_Text provided_.
★ ★ ★ ★

C Corporation (C-Corp)
If you’re a small business owner, this type of entity might not make sense. It is, however, typically ideal for businesses that plan to raise money through venture capital funding or by issuing stock. C-Corps must follow more stringent internal and external corporate formalities and obligations than LLCs.
S Corporation (S-Corp)
This structure works well for small business owners who qualify — the IRS limits how many owners can be involved and who can be an owner in an S Corporation. All owners of an S-Corp are taxed based on their percentage of ownership. Besides liability protection, S-Corps offer a tax advantage over sole proprietorships; only the owners’ and employees’ salaries and wages — not all business income — are subject to Social Security and Medicare taxes. On the flipside, like C-Corps do, S-Corps present more internal and external formalities than LLCs.
What to consider
As you explore your options, keep these questions in mind:
Are you losing sleep over not having your personal and business assets separate? The LLC and the corporation (C Corporation and S Corporation) protect your personal assets from any liability of the company. If on the off-chance someone sues your company, valuable items like your house, personal savings accounts, kids’ college funds, etc., are shielded from any court judgments.
Are you looking for flexibility in how your business may be taxed? Federal income tax rates can be lower for corporations than for individuals. Plus, you might find yourself entitled to additional deductions when your business is a corporation.

★ ★ ★ ★

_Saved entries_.
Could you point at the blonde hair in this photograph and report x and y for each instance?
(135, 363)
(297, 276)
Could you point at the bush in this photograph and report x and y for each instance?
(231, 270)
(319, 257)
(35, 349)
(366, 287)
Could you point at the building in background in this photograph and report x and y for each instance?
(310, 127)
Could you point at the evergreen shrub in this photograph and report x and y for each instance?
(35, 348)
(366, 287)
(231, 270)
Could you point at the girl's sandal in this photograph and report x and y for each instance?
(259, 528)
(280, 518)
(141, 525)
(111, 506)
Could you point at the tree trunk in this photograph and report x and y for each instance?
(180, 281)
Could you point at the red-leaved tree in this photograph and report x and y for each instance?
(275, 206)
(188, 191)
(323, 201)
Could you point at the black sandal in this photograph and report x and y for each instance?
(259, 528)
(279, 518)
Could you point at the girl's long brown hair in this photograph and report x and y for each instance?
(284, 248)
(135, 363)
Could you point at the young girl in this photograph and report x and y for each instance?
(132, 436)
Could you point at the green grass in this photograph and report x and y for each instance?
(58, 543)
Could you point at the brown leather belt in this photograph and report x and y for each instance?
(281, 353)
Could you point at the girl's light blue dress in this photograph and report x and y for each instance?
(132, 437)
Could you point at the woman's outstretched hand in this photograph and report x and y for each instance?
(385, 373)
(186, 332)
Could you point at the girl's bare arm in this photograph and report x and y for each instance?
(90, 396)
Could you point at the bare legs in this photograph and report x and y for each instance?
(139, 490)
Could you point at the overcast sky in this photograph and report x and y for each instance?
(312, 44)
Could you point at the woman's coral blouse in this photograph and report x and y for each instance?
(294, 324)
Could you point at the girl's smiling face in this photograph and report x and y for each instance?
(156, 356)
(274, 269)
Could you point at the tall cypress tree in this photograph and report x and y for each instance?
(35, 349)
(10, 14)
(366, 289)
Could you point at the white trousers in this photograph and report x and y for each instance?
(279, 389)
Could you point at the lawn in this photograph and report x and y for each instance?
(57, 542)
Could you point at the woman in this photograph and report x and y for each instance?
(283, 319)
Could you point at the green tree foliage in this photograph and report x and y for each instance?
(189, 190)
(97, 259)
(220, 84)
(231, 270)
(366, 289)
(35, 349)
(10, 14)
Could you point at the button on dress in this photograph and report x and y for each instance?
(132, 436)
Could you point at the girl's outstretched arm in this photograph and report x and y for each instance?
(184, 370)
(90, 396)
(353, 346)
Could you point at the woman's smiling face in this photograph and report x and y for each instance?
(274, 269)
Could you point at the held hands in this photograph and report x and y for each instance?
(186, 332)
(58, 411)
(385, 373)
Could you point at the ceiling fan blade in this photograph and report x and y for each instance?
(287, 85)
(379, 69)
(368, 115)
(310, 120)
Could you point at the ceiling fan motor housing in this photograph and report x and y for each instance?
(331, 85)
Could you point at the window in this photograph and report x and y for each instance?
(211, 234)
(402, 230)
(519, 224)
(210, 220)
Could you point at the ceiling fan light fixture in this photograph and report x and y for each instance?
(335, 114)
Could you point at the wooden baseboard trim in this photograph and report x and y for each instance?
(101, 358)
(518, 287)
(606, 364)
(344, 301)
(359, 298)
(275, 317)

★ ★ ★ ★

Transcribe the part of the business-structures text starting with "C Corporation (C-Corp)" and going on through "formalities than LLCs.". Draw only on the business-structures text, not on the saved entries.

C Corporation (C-Corp)
If you’re a small business owner, this type of entity might not make sense. It is, however, typically ideal for businesses that plan to raise money through venture capital funding or by issuing stock. C-Corps must follow more stringent internal and external corporate formalities and obligations than LLCs.
S Corporation (S-Corp)
This structure works well for small business owners who qualify — the IRS limits how many owners can be involved and who can be an owner in an S Corporation. All owners of an S-Corp are taxed based on their percentage of ownership. Besides liability protection, S-Corps offer a tax advantage over sole proprietorships; only the owners’ and employees’ salaries and wages — not all business income — are subject to Social Security and Medicare taxes. On the flipside, like C-Corps do, S-Corps present more internal and external formalities than LLCs.